Region outline entries:
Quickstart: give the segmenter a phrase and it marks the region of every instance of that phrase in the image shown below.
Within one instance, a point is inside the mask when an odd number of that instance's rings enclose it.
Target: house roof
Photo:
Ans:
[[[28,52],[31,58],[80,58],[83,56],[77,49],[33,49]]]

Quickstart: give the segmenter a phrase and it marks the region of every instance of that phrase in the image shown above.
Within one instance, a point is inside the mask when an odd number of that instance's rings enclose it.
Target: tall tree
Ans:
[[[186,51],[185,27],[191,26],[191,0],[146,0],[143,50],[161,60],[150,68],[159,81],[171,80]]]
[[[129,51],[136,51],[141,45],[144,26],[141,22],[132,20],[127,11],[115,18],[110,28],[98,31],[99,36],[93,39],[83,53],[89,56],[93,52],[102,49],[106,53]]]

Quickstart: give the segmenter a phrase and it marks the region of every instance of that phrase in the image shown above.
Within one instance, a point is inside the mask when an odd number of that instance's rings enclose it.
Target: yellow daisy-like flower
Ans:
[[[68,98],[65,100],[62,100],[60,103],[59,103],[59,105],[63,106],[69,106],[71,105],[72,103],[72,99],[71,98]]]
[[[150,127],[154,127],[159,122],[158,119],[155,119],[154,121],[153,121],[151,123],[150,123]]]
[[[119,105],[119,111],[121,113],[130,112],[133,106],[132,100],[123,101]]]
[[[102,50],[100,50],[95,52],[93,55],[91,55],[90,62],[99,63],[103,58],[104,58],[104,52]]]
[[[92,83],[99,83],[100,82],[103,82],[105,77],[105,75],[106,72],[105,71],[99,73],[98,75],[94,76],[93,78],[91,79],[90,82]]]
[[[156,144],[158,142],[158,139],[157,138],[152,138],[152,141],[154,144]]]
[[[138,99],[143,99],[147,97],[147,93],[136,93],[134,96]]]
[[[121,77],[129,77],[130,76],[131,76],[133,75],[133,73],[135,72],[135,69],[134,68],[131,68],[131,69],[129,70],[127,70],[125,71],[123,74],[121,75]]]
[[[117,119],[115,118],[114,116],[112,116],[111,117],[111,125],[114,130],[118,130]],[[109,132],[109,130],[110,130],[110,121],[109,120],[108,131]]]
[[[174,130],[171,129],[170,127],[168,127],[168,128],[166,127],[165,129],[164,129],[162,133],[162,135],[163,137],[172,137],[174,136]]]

• **What is expected**
Render every line of the data above as a JSON list of strings, with one string per line and blank lines omitted.

• **Complete response**
[
  "Quickstart: give the segmenter a phrase and it marks the region of every instance of that phrase in the image shown below.",
  "Within one instance, a point is inside the mask when an odd number of that instance's rings enclose it.",
  "Target: house roof",
  "Photo:",
  "Ans:",
  "[[[28,52],[31,58],[80,58],[83,56],[77,49],[33,49]]]",
  "Quickstart: give the segmenter a phrase and it marks the region of every instance of that phrase in the image shown above.",
  "Within one instance, a point is inside the mask when an odd number of that instance's rings enclose it.",
  "Target: tall tree",
  "Ans:",
  "[[[186,51],[185,27],[191,26],[191,0],[146,0],[143,50],[161,60],[150,68],[159,81],[171,80]]]",
  "[[[129,51],[136,51],[141,45],[144,26],[141,22],[132,20],[127,11],[115,18],[110,28],[98,31],[99,36],[93,39],[83,53],[89,56],[93,52],[102,49],[106,53]]]",
  "Quickstart: give the segmenter a phrase and it marks the region of every instance of that phrase in the image shown above.",
  "Within one instance, a point is inside the mask when an odd number of that instance's rings enclose it.",
  "Target: yellow daisy-like flower",
  "Ans:",
  "[[[68,98],[65,100],[62,100],[60,103],[59,103],[59,105],[63,106],[69,106],[71,105],[72,103],[72,99],[71,98]]]",
  "[[[150,127],[154,127],[159,122],[158,119],[155,119],[154,121],[153,121],[151,123],[150,123]]]",
  "[[[119,105],[119,111],[121,113],[130,112],[133,106],[132,100],[123,101]]]",
  "[[[102,50],[100,50],[95,52],[93,55],[91,55],[90,62],[99,63],[103,58],[104,58],[104,52]]]",
  "[[[92,83],[99,83],[100,82],[103,82],[105,77],[105,75],[106,72],[105,71],[99,73],[98,75],[94,76],[93,78],[91,79],[90,82]]]",
  "[[[156,144],[158,142],[158,139],[157,138],[152,138],[152,141],[154,144]]]",
  "[[[138,99],[143,99],[147,97],[147,93],[136,93],[134,96]]]",
  "[[[121,77],[129,77],[130,76],[131,76],[133,75],[133,73],[135,72],[135,69],[134,68],[131,68],[131,69],[129,70],[127,70],[125,71],[123,74],[121,75]]]",
  "[[[117,119],[115,118],[114,116],[112,116],[111,117],[111,125],[114,130],[118,130]],[[109,132],[109,130],[110,130],[110,121],[109,120],[108,131]]]",
  "[[[174,130],[171,129],[170,127],[168,127],[168,128],[166,127],[165,129],[164,129],[162,133],[162,135],[163,137],[172,137],[174,136]]]"
]